## What to do
Repeat the material exactly, leaving nothing out.

☆ ☆ ☆ ☆

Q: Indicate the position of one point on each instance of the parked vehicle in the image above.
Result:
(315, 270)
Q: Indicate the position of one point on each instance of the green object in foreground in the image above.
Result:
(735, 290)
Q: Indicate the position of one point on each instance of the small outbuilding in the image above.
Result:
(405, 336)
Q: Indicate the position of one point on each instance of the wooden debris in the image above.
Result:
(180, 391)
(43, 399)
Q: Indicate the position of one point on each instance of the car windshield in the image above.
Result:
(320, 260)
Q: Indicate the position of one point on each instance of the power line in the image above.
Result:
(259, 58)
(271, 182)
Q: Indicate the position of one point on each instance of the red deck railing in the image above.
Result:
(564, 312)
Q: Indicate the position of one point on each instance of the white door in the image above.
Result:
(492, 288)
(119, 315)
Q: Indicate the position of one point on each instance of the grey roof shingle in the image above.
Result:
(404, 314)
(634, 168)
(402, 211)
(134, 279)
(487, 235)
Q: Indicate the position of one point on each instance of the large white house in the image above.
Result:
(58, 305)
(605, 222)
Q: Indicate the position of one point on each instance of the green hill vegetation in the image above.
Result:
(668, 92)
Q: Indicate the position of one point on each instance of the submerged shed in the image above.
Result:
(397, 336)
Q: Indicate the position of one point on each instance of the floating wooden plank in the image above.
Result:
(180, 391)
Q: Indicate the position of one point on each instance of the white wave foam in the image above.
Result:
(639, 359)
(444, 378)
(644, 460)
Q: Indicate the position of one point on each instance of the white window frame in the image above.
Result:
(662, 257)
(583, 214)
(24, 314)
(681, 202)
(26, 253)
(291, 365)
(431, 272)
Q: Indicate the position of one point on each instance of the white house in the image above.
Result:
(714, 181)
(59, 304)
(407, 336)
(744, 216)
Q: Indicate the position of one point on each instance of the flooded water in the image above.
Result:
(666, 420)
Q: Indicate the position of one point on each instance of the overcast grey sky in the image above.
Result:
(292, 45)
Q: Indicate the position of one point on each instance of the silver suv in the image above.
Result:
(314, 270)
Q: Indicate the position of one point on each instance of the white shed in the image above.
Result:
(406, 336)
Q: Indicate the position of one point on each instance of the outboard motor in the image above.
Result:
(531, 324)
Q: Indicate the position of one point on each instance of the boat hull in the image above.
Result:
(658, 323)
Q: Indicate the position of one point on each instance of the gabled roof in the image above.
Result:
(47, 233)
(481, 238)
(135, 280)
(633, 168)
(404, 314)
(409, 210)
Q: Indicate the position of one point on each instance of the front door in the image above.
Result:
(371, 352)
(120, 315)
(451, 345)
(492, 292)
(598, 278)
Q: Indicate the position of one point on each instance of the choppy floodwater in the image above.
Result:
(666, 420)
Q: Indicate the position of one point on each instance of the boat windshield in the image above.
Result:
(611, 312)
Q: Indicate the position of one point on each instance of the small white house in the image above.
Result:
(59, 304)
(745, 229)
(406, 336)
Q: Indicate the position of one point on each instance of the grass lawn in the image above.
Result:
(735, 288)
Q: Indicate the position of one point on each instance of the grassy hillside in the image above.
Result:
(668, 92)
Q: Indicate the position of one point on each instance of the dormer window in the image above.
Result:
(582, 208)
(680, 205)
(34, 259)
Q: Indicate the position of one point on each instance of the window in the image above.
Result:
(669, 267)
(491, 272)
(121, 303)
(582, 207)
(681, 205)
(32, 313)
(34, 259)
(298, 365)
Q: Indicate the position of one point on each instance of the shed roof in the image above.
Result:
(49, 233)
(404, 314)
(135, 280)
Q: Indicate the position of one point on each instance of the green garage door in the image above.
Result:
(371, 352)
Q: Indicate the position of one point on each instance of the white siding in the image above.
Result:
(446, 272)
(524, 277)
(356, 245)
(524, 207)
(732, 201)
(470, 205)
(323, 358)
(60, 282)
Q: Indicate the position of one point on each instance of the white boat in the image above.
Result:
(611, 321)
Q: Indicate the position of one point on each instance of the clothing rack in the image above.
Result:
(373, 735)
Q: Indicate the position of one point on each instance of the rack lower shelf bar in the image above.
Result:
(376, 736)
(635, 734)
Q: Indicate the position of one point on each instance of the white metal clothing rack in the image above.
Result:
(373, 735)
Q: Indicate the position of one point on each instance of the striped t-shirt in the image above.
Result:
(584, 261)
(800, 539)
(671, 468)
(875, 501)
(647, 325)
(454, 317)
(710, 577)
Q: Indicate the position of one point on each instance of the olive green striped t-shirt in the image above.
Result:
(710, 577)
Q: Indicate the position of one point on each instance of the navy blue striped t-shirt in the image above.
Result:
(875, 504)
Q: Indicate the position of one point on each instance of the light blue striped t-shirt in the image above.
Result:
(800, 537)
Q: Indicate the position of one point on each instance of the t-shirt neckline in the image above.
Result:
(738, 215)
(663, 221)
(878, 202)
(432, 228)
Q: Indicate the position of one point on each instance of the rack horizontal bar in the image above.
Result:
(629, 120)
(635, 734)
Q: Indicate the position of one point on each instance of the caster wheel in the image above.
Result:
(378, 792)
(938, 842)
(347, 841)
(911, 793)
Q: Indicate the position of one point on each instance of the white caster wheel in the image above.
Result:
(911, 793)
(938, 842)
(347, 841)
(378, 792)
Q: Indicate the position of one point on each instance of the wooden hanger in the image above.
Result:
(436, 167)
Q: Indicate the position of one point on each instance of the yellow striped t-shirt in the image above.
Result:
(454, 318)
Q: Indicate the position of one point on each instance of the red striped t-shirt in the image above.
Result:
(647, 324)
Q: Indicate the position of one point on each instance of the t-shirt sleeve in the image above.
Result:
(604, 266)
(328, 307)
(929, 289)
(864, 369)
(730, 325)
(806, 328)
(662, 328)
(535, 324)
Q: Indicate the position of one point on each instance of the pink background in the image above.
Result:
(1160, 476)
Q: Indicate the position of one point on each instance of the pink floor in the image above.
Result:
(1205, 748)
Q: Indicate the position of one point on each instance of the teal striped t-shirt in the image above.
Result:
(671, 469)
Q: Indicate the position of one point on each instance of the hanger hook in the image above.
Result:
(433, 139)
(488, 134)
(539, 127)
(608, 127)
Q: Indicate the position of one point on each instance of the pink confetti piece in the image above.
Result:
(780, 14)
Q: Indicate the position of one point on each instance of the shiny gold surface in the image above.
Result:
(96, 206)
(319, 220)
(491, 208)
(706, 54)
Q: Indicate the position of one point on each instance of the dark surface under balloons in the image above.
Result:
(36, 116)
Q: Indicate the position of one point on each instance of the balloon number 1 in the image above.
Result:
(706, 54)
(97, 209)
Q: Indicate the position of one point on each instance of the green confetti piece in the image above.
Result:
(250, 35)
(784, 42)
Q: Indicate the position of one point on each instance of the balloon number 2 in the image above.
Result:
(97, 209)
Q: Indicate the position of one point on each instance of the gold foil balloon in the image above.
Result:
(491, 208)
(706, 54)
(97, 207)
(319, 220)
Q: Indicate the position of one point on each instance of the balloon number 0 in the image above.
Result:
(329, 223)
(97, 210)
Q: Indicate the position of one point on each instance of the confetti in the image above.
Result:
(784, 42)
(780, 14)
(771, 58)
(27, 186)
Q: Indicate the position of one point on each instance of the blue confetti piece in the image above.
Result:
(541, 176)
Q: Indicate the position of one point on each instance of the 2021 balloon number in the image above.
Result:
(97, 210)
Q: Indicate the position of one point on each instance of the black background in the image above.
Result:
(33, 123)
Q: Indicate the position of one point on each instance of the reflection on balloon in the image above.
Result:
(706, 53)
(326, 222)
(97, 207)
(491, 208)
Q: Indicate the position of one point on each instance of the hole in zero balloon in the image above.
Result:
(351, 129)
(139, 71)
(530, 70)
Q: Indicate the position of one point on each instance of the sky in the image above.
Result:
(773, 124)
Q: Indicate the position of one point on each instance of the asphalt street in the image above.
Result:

☆ ☆ ☆ ☆

## Right answer
Q: Indicate the position of one point on each instance of the parked vehicle in the image above.
Result:
(315, 270)
Q: Indicate the position of one point on each instance of the green object in foreground in the image above.
Result:
(735, 290)
Q: Indicate the position of one point on each instance of the small outbuilding in the image above.
Result:
(405, 336)
Q: Indicate the position of one point on each instance of the wooden debris in the image above.
Result:
(180, 391)
(43, 399)
Q: Indicate the position of one point on each instance of the car windshield in the image above.
Result:
(320, 260)
Q: Indicate the position of one point on each instance of the power line in the image above.
Result:
(259, 58)
(271, 182)
Q: Indicate the position of one point on each instance of the red deck railing in the image above.
Result:
(564, 312)
Q: Indicate the position of one point on each instance of the white door in the image above.
Result:
(492, 288)
(119, 315)
Q: Indicate the position of one point on each instance of the grey roof shingle in the image above.
Result:
(404, 314)
(634, 168)
(402, 211)
(134, 279)
(487, 235)
Q: Indicate the position of one point on each instance of the large white house in the image above.
Result:
(58, 305)
(605, 222)
Q: Indicate the position of one point on each instance of the green hill vegetation in the image above.
Result:
(668, 92)
Q: Indicate the position of one point on each instance of the submerged shed in the image above.
Result:
(397, 336)
Q: Indicate the position of one point on each instance of the floating wooden plank in the image above.
Result:
(180, 391)
Q: Indicate the position of one point on each instance of the white wave foam in the image above.
Result:
(639, 359)
(444, 378)
(644, 460)
Q: Indicate the position of one point on each instance of the white window frame in the image above.
Result:
(662, 257)
(583, 214)
(24, 314)
(681, 202)
(26, 253)
(291, 365)
(431, 272)
Q: Indicate the position of one point on each instance of the white house in the image above.
Result:
(714, 181)
(59, 304)
(407, 336)
(744, 216)
Q: Indicate the position of one point on each instance of the flooded water in the image above.
Result:
(666, 420)
Q: Indicate the position of one point on each instance of the overcast grey sky in the image above.
Result:
(292, 45)
Q: Indicate the position of one point on each instance of the silver suv in the image above.
Result:
(314, 270)
Q: Indicate the position of one point on each instance of the white shed in the image above.
Result:
(406, 336)
Q: Indicate the position of one point on each instance of the outboard motor in the image above.
Result:
(531, 324)
Q: Indicate the position of one point on each instance of the boat hull in the image above.
Result:
(658, 323)
Q: Indicate the position of one point on each instance of the gabled roof in the image above.
Result:
(47, 233)
(481, 238)
(135, 280)
(633, 168)
(404, 314)
(409, 210)
Q: Indicate the position of one point on each instance of the front door in the image above.
Result:
(371, 352)
(120, 315)
(451, 345)
(492, 292)
(598, 278)
Q: Indicate the position of one point on each instance of the choppy floodwater in the image above.
Result:
(666, 420)
Q: Indicate the position of one point on each instance of the boat windshield in the image above.
Result:
(611, 312)
Q: Indicate the position of one point on each instance of the small white house in the image above.
Result:
(59, 304)
(745, 229)
(406, 336)
Q: Indicate the position of one point on each instance of the grass lawn in the image above.
Result:
(735, 288)
Q: Indicate the position of one point on each instance of the grassy hillside in the image above.
Result:
(668, 92)
Q: Indicate the position of one point on each instance of the dormer window in the image above.
Result:
(582, 208)
(680, 205)
(34, 259)
Q: Indicate the position of one point on each instance of the window in the image above.
Result:
(669, 267)
(491, 272)
(121, 303)
(582, 207)
(681, 205)
(32, 313)
(34, 259)
(298, 365)
Q: Indicate the position of one point on each instance of the shed roof in the image above.
Result:
(49, 233)
(404, 314)
(135, 280)
Q: Indicate the position of one point on each instance of the green garage door in the image above.
Result:
(371, 352)
Q: Indicate the position of one point on each instance of the white siding in the image above.
Result:
(446, 272)
(524, 277)
(356, 245)
(524, 207)
(732, 201)
(470, 205)
(323, 358)
(60, 282)
Q: Indicate the position of one point on each instance of the white boat in the image above.
Result:
(611, 321)
Q: Indicate the position of one point on each instance of the clothing rack in the image above.
Result:
(373, 735)
Q: Indicate the position of one point on each instance of the rack lower shelf bar in the image above.
Result:
(376, 736)
(635, 734)
Q: Indicate the position of one point on each instance of the white metal clothing rack in the image above.
Result:
(373, 735)
Q: Indicate the position of one point on each instance of the striped t-shirt in the image above.
Result:
(584, 261)
(800, 539)
(671, 468)
(875, 501)
(647, 325)
(454, 317)
(710, 577)
Q: Indicate the position of one point on each instance of the olive green striped t-shirt in the image above.
Result:
(710, 577)
Q: Indicate the position of one point on each instance of the navy blue striped t-shirt in the image above.
Result:
(875, 504)
Q: Indicate the position of one point on each instance of the light blue striped t-shirt in the image above.
Result:
(800, 537)
Q: Indicate the position of one point on each instance of the t-shirt neckline in the image above.
Result:
(738, 215)
(663, 221)
(878, 202)
(432, 228)
Q: Indicate the position of one point on each instance of the rack horizontal bar in the image above.
Result:
(629, 120)
(635, 734)
Q: Indicate the position of one point on each instance of the caster wheel in the image above.
Result:
(378, 792)
(938, 842)
(347, 841)
(911, 793)
Q: Indicate the position of one point on each instance of the white caster wheel in the image above.
Result:
(911, 793)
(938, 842)
(347, 841)
(378, 792)
Q: Indicate the position of one point on each instance of the wooden hanger in the image above.
Result:
(436, 167)
Q: Indicate the position of one point on each instance of the yellow striped t-shirt in the image above.
Result:
(454, 318)
Q: Indicate the position of one point on each instance of the red striped t-shirt in the image above.
Result:
(647, 324)
Q: Indicate the position of one point on each instance of the t-shirt sleeve in the image above.
Result:
(604, 266)
(328, 307)
(929, 289)
(864, 369)
(730, 325)
(806, 328)
(662, 328)
(535, 324)
Q: Indicate the position of one point on each instance of the pink background in the image above.
Result:
(1160, 476)
Q: Indicate the position of one point on each instance of the pink floor in the image above.
Result:
(1205, 748)
Q: Indicate the position of one point on each instance of the teal striped t-shirt in the image above.
Result:
(671, 469)
Q: Indicate the position of one point on each instance of the hanger hook in the image above.
Result:
(433, 139)
(488, 134)
(539, 127)
(608, 127)
Q: Indicate the position of one point on each instance of the pink confetti piece in the image above.
Result:
(780, 14)
Q: Indicate the position of one point on each instance of the shiny gold surface in the image above.
Result:
(96, 206)
(319, 220)
(491, 208)
(706, 54)
Q: Indicate the position of one point on each instance of the dark surface under balloons in the image above.
Result:
(36, 116)
Q: Indicate the position of one point on each instance of the balloon number 1 in the image above.
Result:
(706, 54)
(97, 209)
Q: Indicate the position of one point on each instance of the green confetti piece in the image above.
Result:
(250, 35)
(784, 42)
Q: Indicate the position of one point on each instance of the balloon number 2 in the image above.
Result:
(97, 209)
Q: Indicate the position of one point on each instance of the gold foil balloon in the image above.
Result:
(491, 208)
(706, 54)
(97, 207)
(319, 220)
Q: Indicate the position of one point on each instance of the balloon number 0 in the image above.
Result:
(329, 223)
(97, 210)
Q: Indicate the position of one point on each instance of the confetti in the image above.
Result:
(784, 42)
(780, 14)
(771, 58)
(27, 186)
Q: Indicate the position of one point on each instance of the blue confetti piece in the image above.
Result:
(541, 176)
Q: Indicate the position of one point on each instance of the 2021 balloon number in the image above.
Result:
(97, 210)
Q: Indicate the position of one point on each instance of the black background in the image above.
Result:
(33, 123)
Q: Indicate the position of one point on each instance of the reflection on balloon in the image above.
Result:
(706, 53)
(326, 222)
(97, 207)
(491, 208)
Q: Indicate the position of one point on each instance of the hole in zero balloon in the image above.
Result:
(351, 129)
(139, 71)
(530, 70)
Q: Indicate the position of one point on each instance of the sky in the image above.
Result:
(773, 124)
Q: Indicate the position of one point on each instance of the asphalt street in the image above.
Result:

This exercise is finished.